= Given task =
Count how many of the lines below contain the string "polygon", and reply with that number alone.

□ □ □ □ □

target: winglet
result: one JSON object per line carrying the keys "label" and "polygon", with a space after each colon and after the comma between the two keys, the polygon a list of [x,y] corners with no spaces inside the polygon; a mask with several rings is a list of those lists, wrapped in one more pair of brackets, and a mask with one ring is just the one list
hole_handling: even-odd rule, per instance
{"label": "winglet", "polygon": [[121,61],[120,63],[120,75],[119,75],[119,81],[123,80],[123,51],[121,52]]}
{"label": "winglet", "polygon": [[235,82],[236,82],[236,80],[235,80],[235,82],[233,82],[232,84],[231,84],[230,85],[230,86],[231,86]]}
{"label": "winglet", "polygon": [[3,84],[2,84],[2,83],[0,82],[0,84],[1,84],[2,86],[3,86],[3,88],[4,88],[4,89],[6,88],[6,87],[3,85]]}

□ □ □ □ □

= Answer in full =
4